##### DONNÉES FOURNIES
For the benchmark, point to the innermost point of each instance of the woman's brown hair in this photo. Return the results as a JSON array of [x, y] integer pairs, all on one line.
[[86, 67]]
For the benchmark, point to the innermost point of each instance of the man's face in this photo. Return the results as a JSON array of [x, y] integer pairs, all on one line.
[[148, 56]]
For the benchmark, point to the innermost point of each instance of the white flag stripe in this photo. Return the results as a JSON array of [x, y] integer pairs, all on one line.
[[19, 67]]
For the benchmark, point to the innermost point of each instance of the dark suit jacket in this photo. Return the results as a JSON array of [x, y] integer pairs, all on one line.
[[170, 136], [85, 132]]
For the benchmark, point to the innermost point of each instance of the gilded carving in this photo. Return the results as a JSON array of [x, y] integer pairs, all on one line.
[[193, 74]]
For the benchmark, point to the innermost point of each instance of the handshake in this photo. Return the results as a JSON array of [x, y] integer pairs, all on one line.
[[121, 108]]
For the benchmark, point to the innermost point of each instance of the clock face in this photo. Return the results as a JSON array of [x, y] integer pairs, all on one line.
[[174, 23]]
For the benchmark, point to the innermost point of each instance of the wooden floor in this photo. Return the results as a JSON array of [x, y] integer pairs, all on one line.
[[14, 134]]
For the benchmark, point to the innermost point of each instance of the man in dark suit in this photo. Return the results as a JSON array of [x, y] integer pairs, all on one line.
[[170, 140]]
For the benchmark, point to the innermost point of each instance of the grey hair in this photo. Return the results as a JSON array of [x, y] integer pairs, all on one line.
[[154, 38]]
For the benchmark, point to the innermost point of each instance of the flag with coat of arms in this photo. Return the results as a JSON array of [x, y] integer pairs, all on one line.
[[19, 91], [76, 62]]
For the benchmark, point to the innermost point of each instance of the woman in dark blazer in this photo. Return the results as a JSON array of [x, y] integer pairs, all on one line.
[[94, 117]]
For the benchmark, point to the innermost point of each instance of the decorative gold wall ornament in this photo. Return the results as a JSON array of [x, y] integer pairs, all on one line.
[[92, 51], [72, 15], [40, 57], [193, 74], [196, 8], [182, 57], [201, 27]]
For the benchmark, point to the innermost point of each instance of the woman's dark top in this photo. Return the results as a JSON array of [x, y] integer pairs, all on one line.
##########
**TRAVAIL DEMANDÉ**
Convertissez en liste numérotée le passage qui va du début des entrées jusqu'à la ligne contenant « [[121, 108]] », cette ligne comprise. Omettez les lignes vides.

**RÉSULTAT OBTENU**
1. For the benchmark, point to the innermost point of each instance of the woman's brown hair in this photo. Return the results as a JSON array of [x, y] integer pairs, all on one line.
2. [[86, 67]]
3. For the benchmark, point to the innermost point of each instance of the man's face in this photo. Return the results as a JSON array of [x, y] integer pairs, all on one line.
4. [[148, 56]]
5. For the benchmark, point to the innermost point of each instance of the white flag stripe in this photo. Return the results as a JSON array of [x, y] integer pairs, all on one line.
6. [[19, 67]]
7. For the benchmark, point to the innermost point of each instance of the dark suit jacket in this photo. Return the results as a JSON array of [x, y] integer pairs, all on one line.
8. [[170, 136], [85, 132]]
9. For the benchmark, point to the innermost point of each instance of the gilded carving in this photo. Return the results as a JSON array of [x, y] integer pairs, all on one line.
10. [[193, 74]]
11. For the benchmark, point to the innermost point of each instance of the handshake in this photo. Return the results as a JSON array of [x, y] integer pairs, all on one line.
12. [[121, 108]]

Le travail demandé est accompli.